** Start Page excerpt **

The commanders dubbed their outfit the "Corps
of Volunteers on an Expedition of North Western Discovery."
The more concise and catchy title "Corps of Discovery" was
apparently coined by one of their sergeants, Patrick Gass,
who used it on the title page of his published journal in
1807.
The corps was a military expedition, on the
move through countryside inhabited by armed potential adversaries;
it operated under the rules of war and was organized accordingly.
Besides the ill-fated Floyd, there were two other sergeants
when the journey began: John Ordway and Nathaniel Pryor. Ordway
was from Hebron, N.H., well-educated and a trusted officer
who often was left in command when Lewis and Clark were not
in camp. Pryor was, like so many in the group, a Virginian;
unlike most of the rest, he was married.
Floyd was born in Kentucky, and was one of the
first to volunteer for the expedition. A cousin of Pryor,
he was apparently well-liked by the men and trusted by the
commanders; Clark referred to him as "a man of much merit."
Two days after he died, the commanders held an election --
the first ever held west of the Mississippi -- to choose his
replacement. The men selected Gass, a soldier and skilled
carpenter from Pennsylvania, whose woodworking abilities proved
valuable in construction of the expedition's three winter
forts and in hewing dugout canoes in Montana and Idaho. Besides
being the first to publish a journal of the expedition, Gass
also is known for being the last surviving member of the Corps
of Discovery, dying in 1870 at the age of 99.

** End Page excerpt **

Complete the following:
(1) Answer these questions using the passage on the Corps of Discovery, keeping each answer on its own line and marked to match:
(a) Who apparently coined the name "Corps of Discovery," and where did he use it?
(b) Where was Sergeant John Ordway from?
(c) In what year did Gass die, and at what age?
(2) Write the next paragraph of the passage on the Corps of Discovery, beginning after its final sentence.

** Start Raw data **

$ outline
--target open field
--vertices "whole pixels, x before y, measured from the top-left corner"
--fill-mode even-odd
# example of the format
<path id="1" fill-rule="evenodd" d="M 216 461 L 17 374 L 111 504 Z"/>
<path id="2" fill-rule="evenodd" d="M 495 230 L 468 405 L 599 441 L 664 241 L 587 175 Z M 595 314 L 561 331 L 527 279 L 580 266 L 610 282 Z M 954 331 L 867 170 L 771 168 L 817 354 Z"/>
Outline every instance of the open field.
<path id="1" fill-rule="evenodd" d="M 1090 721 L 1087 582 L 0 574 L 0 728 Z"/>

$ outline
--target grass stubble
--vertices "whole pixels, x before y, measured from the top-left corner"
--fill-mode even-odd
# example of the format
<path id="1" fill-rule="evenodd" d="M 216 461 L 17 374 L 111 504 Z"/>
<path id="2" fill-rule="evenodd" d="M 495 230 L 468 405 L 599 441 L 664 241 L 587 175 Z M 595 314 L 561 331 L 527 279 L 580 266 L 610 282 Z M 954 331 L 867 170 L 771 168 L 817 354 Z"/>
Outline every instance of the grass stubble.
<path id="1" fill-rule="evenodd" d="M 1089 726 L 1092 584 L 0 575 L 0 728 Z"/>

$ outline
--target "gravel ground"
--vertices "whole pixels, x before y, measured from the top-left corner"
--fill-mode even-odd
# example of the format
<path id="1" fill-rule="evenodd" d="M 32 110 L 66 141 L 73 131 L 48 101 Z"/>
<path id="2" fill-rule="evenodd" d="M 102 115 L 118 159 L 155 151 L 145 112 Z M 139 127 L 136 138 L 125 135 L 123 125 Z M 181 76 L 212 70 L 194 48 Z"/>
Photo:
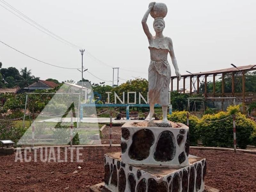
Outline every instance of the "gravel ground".
<path id="1" fill-rule="evenodd" d="M 120 144 L 121 143 L 121 127 L 114 126 L 112 127 L 112 144 Z M 102 144 L 109 144 L 109 127 L 106 126 L 101 133 Z"/>
<path id="2" fill-rule="evenodd" d="M 73 162 L 69 153 L 68 162 L 63 163 L 42 162 L 40 151 L 36 153 L 37 162 L 32 153 L 28 154 L 33 156 L 29 163 L 15 163 L 15 154 L 0 156 L 0 191 L 88 192 L 89 186 L 103 180 L 104 154 L 120 150 L 117 147 L 85 148 L 80 151 L 83 163 L 76 162 L 75 152 Z M 62 159 L 64 150 L 60 151 Z M 206 159 L 206 185 L 221 191 L 255 191 L 256 155 L 195 149 L 191 149 L 191 153 Z"/>

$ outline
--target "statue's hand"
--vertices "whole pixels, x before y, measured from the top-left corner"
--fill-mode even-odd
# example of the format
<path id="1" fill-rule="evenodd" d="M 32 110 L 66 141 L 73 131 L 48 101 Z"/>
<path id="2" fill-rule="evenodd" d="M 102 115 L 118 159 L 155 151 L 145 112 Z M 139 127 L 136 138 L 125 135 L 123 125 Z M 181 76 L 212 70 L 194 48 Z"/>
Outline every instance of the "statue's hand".
<path id="1" fill-rule="evenodd" d="M 151 2 L 148 5 L 148 8 L 150 10 L 152 9 L 153 8 L 153 7 L 154 6 L 154 5 L 155 4 L 155 2 Z"/>
<path id="2" fill-rule="evenodd" d="M 175 71 L 175 73 L 176 74 L 176 76 L 178 78 L 179 81 L 180 80 L 180 79 L 181 78 L 181 75 L 180 73 L 180 71 L 178 70 Z"/>

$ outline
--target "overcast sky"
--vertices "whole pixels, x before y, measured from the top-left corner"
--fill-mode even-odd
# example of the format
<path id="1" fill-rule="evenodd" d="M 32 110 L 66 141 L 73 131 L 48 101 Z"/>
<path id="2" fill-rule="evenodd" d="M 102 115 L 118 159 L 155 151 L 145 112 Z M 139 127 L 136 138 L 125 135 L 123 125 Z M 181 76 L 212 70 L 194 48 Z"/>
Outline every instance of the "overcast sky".
<path id="1" fill-rule="evenodd" d="M 151 1 L 5 0 L 104 62 L 85 52 L 84 67 L 97 77 L 111 81 L 112 67 L 119 67 L 119 75 L 122 79 L 134 78 L 132 76 L 147 79 L 149 52 L 141 21 Z M 161 2 L 166 4 L 168 9 L 164 35 L 172 40 L 182 74 L 187 74 L 187 70 L 196 73 L 228 68 L 231 63 L 237 66 L 256 64 L 256 1 Z M 0 0 L 0 5 L 4 4 Z M 79 48 L 56 40 L 1 6 L 0 18 L 0 41 L 53 65 L 81 67 Z M 148 23 L 154 34 L 153 21 L 149 16 Z M 173 75 L 174 69 L 168 59 Z M 76 81 L 81 78 L 77 70 L 40 63 L 1 43 L 0 61 L 3 68 L 14 67 L 20 70 L 27 67 L 33 75 L 43 80 Z M 87 72 L 84 75 L 92 82 L 102 81 Z M 121 83 L 124 81 L 120 80 Z M 188 84 L 188 80 L 186 86 Z"/>

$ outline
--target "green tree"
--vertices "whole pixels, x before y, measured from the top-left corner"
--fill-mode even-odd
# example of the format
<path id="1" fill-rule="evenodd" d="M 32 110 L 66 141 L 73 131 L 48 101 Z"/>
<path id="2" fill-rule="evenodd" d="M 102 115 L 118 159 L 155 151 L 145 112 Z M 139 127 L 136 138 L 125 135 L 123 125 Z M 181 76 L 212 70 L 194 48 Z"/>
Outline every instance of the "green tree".
<path id="1" fill-rule="evenodd" d="M 15 67 L 10 67 L 8 68 L 2 68 L 0 69 L 1 73 L 3 78 L 5 78 L 7 77 L 11 76 L 13 77 L 15 79 L 18 80 L 20 79 L 20 75 L 19 70 Z"/>
<path id="2" fill-rule="evenodd" d="M 57 80 L 57 79 L 47 79 L 45 81 L 52 81 L 52 82 L 54 82 L 56 84 L 59 84 L 60 82 L 59 82 L 59 81 Z"/>
<path id="3" fill-rule="evenodd" d="M 123 92 L 127 92 L 128 91 L 136 92 L 137 92 L 136 103 L 139 103 L 139 92 L 140 92 L 143 97 L 147 100 L 148 97 L 147 92 L 148 90 L 148 82 L 145 79 L 137 79 L 136 80 L 129 80 L 126 83 L 123 83 L 118 87 L 114 88 L 112 91 L 118 94 L 121 98 L 123 97 Z M 112 102 L 113 101 L 114 92 L 112 94 Z M 124 95 L 125 100 L 127 100 L 127 94 Z M 134 101 L 134 94 L 130 94 L 129 100 L 130 102 Z"/>
<path id="4" fill-rule="evenodd" d="M 19 84 L 20 87 L 28 86 L 39 79 L 39 77 L 36 77 L 34 76 L 31 76 L 31 70 L 28 70 L 27 67 L 25 67 L 24 69 L 21 69 L 20 73 L 21 80 Z"/>

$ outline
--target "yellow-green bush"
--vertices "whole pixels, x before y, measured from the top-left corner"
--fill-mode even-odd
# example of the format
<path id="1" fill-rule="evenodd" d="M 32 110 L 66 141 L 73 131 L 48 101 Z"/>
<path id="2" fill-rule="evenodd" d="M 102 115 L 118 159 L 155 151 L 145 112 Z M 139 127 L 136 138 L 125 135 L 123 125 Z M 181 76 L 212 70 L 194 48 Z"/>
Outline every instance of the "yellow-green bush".
<path id="1" fill-rule="evenodd" d="M 238 147 L 245 148 L 251 141 L 256 124 L 240 111 L 239 106 L 230 106 L 227 111 L 206 115 L 199 121 L 196 129 L 204 146 L 232 147 L 233 146 L 233 121 L 231 115 L 236 116 L 236 142 Z M 222 119 L 224 120 L 220 121 Z"/>
<path id="2" fill-rule="evenodd" d="M 168 115 L 167 118 L 169 121 L 187 124 L 187 111 L 185 111 L 173 112 L 172 115 Z M 191 145 L 196 145 L 199 139 L 199 135 L 196 128 L 199 121 L 199 120 L 197 117 L 189 115 L 189 141 Z"/>

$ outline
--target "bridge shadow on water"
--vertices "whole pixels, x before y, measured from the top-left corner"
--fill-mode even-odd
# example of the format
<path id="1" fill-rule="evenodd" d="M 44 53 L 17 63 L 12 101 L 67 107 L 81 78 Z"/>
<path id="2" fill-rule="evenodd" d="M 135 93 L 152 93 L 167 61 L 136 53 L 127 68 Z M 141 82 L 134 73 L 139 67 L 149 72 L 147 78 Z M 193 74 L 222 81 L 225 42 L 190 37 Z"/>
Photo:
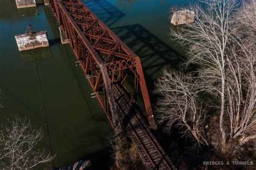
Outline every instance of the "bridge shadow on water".
<path id="1" fill-rule="evenodd" d="M 124 13 L 106 0 L 83 1 L 83 2 L 108 26 L 124 16 Z"/>

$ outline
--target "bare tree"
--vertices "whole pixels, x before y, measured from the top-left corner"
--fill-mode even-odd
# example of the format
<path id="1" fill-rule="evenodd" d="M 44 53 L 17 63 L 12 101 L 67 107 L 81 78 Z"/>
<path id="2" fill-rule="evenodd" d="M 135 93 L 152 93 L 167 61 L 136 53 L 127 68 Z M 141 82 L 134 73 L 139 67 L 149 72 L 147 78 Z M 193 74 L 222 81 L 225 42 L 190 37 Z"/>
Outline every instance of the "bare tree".
<path id="1" fill-rule="evenodd" d="M 255 36 L 255 11 L 232 0 L 201 3 L 190 7 L 194 23 L 170 33 L 187 48 L 185 65 L 198 69 L 189 74 L 164 71 L 154 91 L 160 94 L 157 111 L 166 130 L 174 124 L 185 127 L 183 133 L 225 155 L 232 145 L 241 146 L 256 138 L 255 39 L 247 39 L 247 34 Z M 239 31 L 243 28 L 248 32 Z M 218 116 L 218 131 L 207 131 L 213 115 Z M 208 137 L 220 136 L 217 142 L 207 137 L 209 133 Z"/>
<path id="2" fill-rule="evenodd" d="M 0 130 L 0 169 L 28 169 L 51 161 L 53 157 L 38 148 L 43 132 L 29 120 L 15 117 L 2 124 Z"/>

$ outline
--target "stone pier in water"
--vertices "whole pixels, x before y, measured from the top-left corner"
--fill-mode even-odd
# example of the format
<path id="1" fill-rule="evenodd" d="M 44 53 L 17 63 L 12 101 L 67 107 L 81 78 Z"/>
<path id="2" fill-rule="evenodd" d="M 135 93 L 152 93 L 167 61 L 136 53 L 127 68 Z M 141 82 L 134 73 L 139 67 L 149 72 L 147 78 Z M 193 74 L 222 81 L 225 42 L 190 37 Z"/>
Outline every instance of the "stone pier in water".
<path id="1" fill-rule="evenodd" d="M 17 8 L 36 6 L 36 0 L 15 0 Z"/>
<path id="2" fill-rule="evenodd" d="M 19 51 L 49 46 L 47 32 L 45 31 L 20 34 L 15 37 Z"/>
<path id="3" fill-rule="evenodd" d="M 60 41 L 62 44 L 68 44 L 69 43 L 69 39 L 65 35 L 62 26 L 59 26 L 59 34 L 60 36 Z"/>

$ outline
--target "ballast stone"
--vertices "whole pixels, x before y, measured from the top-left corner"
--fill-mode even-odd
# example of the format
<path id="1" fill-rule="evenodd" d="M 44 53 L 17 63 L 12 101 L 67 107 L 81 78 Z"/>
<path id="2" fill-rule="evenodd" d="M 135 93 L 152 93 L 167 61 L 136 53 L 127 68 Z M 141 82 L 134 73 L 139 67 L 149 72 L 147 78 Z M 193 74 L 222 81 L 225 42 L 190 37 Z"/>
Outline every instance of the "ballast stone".
<path id="1" fill-rule="evenodd" d="M 17 35 L 15 37 L 19 51 L 49 46 L 46 31 Z"/>
<path id="2" fill-rule="evenodd" d="M 173 13 L 171 23 L 174 25 L 194 22 L 194 12 L 188 10 L 177 11 Z"/>
<path id="3" fill-rule="evenodd" d="M 15 0 L 17 8 L 36 6 L 36 0 Z"/>

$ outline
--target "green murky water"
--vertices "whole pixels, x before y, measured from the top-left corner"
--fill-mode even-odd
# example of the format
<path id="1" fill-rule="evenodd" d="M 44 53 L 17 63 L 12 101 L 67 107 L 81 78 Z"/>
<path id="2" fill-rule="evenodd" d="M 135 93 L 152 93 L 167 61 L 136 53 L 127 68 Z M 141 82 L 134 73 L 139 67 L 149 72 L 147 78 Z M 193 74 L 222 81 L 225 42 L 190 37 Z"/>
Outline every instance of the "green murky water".
<path id="1" fill-rule="evenodd" d="M 188 1 L 83 2 L 140 57 L 149 91 L 163 67 L 177 65 L 183 50 L 167 36 L 169 9 Z M 90 159 L 96 167 L 106 169 L 111 127 L 96 99 L 91 98 L 91 87 L 69 45 L 60 42 L 51 10 L 43 1 L 37 2 L 37 8 L 17 9 L 14 0 L 0 0 L 0 104 L 4 106 L 0 122 L 14 114 L 26 117 L 45 132 L 42 145 L 49 151 L 36 57 L 51 145 L 57 154 L 55 166 Z M 14 38 L 25 32 L 28 16 L 34 30 L 48 31 L 50 44 L 35 55 L 33 50 L 19 52 Z"/>

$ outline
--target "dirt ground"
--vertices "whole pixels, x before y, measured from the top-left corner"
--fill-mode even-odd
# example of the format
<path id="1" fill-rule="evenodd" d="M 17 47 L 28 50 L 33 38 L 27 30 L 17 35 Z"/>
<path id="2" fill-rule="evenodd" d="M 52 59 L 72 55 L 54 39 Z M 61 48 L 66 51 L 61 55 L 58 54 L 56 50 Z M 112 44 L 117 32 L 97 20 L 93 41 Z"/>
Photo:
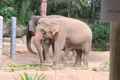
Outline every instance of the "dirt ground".
<path id="1" fill-rule="evenodd" d="M 5 66 L 10 63 L 16 64 L 38 64 L 39 58 L 30 54 L 23 39 L 17 40 L 16 58 L 12 60 L 10 57 L 10 43 L 9 39 L 5 39 L 3 57 L 1 65 Z M 65 67 L 60 70 L 20 70 L 15 72 L 8 72 L 0 70 L 0 80 L 18 80 L 19 73 L 27 72 L 29 74 L 44 73 L 47 80 L 109 80 L 109 51 L 96 52 L 92 51 L 88 57 L 89 68 L 81 69 L 74 67 Z"/>

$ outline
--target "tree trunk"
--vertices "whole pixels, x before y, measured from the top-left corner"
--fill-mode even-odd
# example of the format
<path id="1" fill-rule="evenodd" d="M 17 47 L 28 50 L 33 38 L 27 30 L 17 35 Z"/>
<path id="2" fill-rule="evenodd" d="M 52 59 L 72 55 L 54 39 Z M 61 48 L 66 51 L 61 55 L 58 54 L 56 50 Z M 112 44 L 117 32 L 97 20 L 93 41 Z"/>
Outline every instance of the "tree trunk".
<path id="1" fill-rule="evenodd" d="M 41 16 L 47 15 L 47 0 L 41 0 L 40 15 Z"/>
<path id="2" fill-rule="evenodd" d="M 112 23 L 110 80 L 120 80 L 120 23 Z"/>

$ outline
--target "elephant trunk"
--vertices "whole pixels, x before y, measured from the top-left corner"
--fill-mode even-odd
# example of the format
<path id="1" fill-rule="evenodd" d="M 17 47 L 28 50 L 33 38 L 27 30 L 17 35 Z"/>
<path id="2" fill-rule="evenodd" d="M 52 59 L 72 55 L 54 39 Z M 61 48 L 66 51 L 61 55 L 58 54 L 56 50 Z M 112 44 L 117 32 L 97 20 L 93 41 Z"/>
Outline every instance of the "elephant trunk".
<path id="1" fill-rule="evenodd" d="M 27 27 L 27 34 L 26 34 L 26 43 L 27 43 L 27 49 L 28 51 L 30 51 L 31 53 L 33 54 L 36 54 L 36 52 L 34 52 L 31 48 L 31 39 L 32 39 L 32 36 L 34 36 L 34 32 L 32 31 L 29 31 L 29 26 Z"/>

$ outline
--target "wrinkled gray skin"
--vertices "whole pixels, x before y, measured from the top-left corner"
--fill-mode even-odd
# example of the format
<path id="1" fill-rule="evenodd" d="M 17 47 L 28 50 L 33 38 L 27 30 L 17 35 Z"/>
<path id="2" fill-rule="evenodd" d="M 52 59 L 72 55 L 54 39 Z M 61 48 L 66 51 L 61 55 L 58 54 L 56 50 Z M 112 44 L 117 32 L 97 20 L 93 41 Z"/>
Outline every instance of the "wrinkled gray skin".
<path id="1" fill-rule="evenodd" d="M 40 18 L 36 32 L 41 32 L 44 39 L 53 39 L 54 65 L 59 63 L 62 51 L 65 51 L 66 55 L 69 50 L 77 52 L 75 64 L 81 64 L 83 57 L 83 63 L 88 65 L 87 56 L 91 50 L 92 32 L 86 23 L 63 16 Z"/>
<path id="2" fill-rule="evenodd" d="M 33 38 L 33 42 L 35 45 L 35 48 L 37 49 L 39 58 L 40 58 L 40 63 L 43 63 L 43 61 L 45 60 L 45 53 L 44 53 L 44 48 L 42 51 L 42 34 L 40 32 L 35 32 L 34 27 L 36 27 L 38 19 L 40 18 L 40 16 L 32 16 L 29 23 L 28 23 L 28 27 L 27 27 L 27 49 L 33 53 L 36 54 L 36 52 L 34 52 L 31 48 L 31 39 Z"/>
<path id="3" fill-rule="evenodd" d="M 43 36 L 41 32 L 36 32 L 36 26 L 37 22 L 40 19 L 40 16 L 32 16 L 28 26 L 27 26 L 27 49 L 33 53 L 33 54 L 38 54 L 40 58 L 40 63 L 43 63 L 48 60 L 48 51 L 50 45 L 52 45 L 51 40 L 45 40 L 43 43 Z M 33 43 L 35 45 L 35 48 L 37 49 L 37 53 L 32 50 L 31 48 L 31 39 L 33 39 Z M 45 45 L 44 45 L 45 44 Z"/>

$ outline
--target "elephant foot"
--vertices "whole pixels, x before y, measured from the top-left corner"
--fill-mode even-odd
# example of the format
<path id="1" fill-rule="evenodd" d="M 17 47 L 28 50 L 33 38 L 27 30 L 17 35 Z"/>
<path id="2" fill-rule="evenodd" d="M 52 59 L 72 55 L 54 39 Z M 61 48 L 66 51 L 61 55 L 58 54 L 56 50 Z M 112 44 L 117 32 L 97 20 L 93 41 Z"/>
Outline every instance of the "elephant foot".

** End Raw data **

Exercise results:
(1)
(a) Sergeant Patrick Gass, on the title page of his published journal in 1807.
(b) Hebron, N.H.
(c) He died in 1870 at the age of 99.

(2)
Besides the sergeants, there were about two
dozen privates. Twelve merited almost no mention in the expedition
journals during the entire 28-month trip, but a few stand
out.
There was the young Shannon, for example. Related
to the governor of Kentucky and considered mature for his
years, he frequently got lost while hunting or scouting. William
Bratton and John Shields were blacksmiths and gunsmiths, whose
metalworking skills would come in handy in repairing the party's
firearms and in fabricating knives and tomahawks from scrap
iron for trade to the Indians. (Shields, 35 years old when
the expedition began ascending the Missouri, is believed to
have been the oldest of the enlisted men.) John Collins was
one of the first to be court martialed, after he broke into
a whiskey barrel while on guard duty and got drunk. John Colter,
a fine hunter and expert woodsman, later found fame as a mountain
man and the first white traveler to return from the Yellowstone
country with tales of geysers and boiling mud.
There were the Fields brothers, Reuben and Joseph,
born in Culpepper County, Va., but raised in Kentucky, such
excellent hunters and woodsmen that they almost invariably
accompanied the captains on every advance scouting foray.
George Gibson was the best shot, and one of two fiddle players.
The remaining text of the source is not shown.